**TASK DIRECTIONS:** For the data below, give again exactly the lines from the one containing "box: [61, 56, 78, 69]" through the one containing "61H66L67 68L73 69V65L78", both ends included, and no others.

**DATA IN THIS EXERCISE:**
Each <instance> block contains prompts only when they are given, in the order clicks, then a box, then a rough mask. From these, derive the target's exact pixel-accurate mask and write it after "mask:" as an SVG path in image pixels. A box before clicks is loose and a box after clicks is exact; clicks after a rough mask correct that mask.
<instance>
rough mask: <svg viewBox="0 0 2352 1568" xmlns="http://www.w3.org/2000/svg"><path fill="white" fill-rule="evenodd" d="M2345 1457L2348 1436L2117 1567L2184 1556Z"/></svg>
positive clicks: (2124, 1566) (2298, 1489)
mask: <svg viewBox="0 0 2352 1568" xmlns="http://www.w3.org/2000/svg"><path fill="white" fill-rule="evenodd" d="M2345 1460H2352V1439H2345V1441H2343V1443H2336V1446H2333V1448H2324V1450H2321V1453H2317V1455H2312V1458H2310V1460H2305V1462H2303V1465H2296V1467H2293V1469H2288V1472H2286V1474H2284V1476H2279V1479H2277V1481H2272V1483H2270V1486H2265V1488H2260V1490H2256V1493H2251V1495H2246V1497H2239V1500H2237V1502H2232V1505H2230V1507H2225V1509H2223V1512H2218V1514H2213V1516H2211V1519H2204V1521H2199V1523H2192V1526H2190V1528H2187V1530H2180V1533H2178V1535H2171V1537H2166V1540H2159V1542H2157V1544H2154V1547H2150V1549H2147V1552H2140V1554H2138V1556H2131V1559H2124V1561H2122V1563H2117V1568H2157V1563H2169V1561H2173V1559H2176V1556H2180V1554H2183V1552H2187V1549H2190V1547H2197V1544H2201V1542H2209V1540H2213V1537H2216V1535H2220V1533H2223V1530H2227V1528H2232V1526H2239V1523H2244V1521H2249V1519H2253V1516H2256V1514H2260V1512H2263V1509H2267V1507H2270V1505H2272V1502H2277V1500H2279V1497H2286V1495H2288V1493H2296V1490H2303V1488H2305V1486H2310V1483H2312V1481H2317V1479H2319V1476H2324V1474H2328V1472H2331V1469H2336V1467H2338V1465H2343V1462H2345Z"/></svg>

--

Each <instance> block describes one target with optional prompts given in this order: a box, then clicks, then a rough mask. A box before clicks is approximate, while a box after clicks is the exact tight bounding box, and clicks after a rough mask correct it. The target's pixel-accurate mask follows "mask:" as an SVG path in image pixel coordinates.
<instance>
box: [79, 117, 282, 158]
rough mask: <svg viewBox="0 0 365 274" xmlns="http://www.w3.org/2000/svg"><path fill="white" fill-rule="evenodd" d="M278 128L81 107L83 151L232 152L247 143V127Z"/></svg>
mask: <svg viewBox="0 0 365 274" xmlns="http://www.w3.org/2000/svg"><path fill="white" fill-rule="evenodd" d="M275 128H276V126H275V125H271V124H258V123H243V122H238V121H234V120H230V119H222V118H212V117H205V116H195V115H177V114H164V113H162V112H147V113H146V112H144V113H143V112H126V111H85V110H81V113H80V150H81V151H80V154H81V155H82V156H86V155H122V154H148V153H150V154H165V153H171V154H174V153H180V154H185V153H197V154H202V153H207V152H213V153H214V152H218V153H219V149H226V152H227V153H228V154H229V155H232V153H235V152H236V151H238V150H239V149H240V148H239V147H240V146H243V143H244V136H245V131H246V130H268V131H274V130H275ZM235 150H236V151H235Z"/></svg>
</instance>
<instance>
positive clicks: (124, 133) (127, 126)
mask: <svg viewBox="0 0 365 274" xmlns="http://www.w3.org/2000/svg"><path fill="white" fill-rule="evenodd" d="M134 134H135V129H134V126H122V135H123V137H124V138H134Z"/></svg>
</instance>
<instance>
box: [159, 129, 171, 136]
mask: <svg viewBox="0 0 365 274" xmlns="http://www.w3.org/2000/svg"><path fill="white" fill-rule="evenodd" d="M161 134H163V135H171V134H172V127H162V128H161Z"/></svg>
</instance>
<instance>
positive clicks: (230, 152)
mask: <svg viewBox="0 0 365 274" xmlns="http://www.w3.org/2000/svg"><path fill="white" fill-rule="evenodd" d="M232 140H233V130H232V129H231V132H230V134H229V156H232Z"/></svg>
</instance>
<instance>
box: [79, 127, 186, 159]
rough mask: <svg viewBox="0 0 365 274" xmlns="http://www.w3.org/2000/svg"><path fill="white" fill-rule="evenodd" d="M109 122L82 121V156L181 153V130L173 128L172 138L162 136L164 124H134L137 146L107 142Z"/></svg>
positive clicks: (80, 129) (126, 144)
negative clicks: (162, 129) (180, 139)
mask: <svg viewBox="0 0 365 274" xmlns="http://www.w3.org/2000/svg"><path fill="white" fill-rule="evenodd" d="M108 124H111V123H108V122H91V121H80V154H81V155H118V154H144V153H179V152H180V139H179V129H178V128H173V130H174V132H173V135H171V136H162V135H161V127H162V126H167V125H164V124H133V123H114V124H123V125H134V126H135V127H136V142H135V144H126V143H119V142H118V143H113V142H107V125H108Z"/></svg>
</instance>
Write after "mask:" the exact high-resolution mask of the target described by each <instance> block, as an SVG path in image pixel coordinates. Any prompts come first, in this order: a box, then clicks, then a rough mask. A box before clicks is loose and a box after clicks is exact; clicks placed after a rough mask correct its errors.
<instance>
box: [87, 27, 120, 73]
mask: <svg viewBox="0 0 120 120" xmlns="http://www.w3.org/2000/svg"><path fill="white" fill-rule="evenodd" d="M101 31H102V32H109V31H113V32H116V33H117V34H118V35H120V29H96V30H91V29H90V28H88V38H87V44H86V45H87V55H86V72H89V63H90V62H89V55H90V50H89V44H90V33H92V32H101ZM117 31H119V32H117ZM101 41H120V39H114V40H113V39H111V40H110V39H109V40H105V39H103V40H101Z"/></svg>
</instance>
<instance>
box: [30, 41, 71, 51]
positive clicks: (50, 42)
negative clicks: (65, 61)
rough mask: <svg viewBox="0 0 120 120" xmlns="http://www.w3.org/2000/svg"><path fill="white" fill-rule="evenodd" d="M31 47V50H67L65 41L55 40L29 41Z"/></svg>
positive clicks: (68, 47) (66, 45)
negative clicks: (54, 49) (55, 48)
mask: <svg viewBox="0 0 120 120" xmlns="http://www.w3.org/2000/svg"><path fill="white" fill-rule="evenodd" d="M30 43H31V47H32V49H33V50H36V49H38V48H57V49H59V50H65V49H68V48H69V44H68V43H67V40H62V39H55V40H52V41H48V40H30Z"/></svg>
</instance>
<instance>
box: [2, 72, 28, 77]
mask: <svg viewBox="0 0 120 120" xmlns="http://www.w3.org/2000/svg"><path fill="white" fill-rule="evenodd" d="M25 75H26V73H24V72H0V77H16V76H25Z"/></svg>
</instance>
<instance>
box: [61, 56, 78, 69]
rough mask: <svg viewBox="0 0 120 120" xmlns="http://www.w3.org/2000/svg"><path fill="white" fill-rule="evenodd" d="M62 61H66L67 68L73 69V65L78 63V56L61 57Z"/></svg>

**YOUR SOLUTION:**
box: [61, 56, 78, 69]
rough mask: <svg viewBox="0 0 120 120" xmlns="http://www.w3.org/2000/svg"><path fill="white" fill-rule="evenodd" d="M62 61H66L67 68L73 69V65L78 63V56L61 57Z"/></svg>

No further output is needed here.